* begin *
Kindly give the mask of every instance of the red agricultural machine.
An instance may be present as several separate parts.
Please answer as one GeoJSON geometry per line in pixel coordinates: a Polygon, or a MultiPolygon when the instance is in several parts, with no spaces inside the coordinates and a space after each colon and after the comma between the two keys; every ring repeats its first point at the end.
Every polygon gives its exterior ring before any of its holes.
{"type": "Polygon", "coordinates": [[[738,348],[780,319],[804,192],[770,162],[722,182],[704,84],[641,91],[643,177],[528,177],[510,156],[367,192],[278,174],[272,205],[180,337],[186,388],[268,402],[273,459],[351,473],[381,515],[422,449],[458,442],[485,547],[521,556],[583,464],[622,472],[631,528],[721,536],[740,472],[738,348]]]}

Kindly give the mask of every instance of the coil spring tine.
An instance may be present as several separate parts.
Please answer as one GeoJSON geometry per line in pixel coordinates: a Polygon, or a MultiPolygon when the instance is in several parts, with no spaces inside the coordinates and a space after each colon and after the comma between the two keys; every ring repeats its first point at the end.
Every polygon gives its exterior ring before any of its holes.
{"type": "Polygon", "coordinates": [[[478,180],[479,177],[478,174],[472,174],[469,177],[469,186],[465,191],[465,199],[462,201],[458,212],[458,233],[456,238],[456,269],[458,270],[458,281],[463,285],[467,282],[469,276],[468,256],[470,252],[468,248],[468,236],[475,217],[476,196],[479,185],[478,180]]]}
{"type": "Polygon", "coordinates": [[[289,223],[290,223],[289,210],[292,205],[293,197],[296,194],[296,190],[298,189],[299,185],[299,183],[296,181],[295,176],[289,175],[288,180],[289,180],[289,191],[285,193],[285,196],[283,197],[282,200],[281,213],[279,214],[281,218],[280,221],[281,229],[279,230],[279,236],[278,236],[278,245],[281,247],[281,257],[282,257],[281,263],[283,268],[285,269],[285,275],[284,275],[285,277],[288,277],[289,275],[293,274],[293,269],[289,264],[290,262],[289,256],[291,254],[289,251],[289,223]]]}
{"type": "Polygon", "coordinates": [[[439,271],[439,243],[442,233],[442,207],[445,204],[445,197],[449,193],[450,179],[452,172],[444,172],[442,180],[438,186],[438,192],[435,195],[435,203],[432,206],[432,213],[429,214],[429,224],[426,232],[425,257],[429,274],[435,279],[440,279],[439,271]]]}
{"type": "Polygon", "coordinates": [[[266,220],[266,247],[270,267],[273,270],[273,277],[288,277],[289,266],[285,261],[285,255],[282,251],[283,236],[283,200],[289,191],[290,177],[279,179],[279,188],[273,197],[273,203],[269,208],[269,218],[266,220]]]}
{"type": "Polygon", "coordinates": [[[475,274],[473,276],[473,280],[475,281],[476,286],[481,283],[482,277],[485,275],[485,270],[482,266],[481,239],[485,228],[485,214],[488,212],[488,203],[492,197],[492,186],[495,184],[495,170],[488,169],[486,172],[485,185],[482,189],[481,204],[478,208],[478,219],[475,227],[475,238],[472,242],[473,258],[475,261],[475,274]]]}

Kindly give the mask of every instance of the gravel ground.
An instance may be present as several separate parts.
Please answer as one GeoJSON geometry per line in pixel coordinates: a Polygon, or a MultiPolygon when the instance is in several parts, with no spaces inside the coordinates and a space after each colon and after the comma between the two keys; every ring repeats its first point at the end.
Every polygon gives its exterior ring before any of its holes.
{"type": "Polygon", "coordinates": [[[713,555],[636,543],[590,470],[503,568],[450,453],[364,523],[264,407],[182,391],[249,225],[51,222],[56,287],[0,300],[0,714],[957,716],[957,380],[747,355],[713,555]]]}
* end *
### [Problem details]
Could you rewrite the stretch from the line containing "Kindly give the mask of every instance of the gravel" through the end of the items, with "gravel ground" replaced by "dirt ground" and everything else left unchanged?

### [Output for this task]
Kindly give the mask of every instance of the dirt ground.
An instance may be present as several separate parts.
Please answer as one GeoJSON geometry per line in pixel coordinates: a Polygon, or a MultiPolygon when the instance is in several parts, with no spaces inside the coordinates and a space after each colon and after the comma between the two keys; every ring repeats its first point at the end.
Every polygon gives its exterior ring before any of its holes.
{"type": "Polygon", "coordinates": [[[713,555],[636,543],[590,470],[503,568],[450,453],[364,523],[264,407],[182,391],[249,225],[51,222],[56,287],[0,300],[0,714],[957,716],[957,380],[747,355],[713,555]]]}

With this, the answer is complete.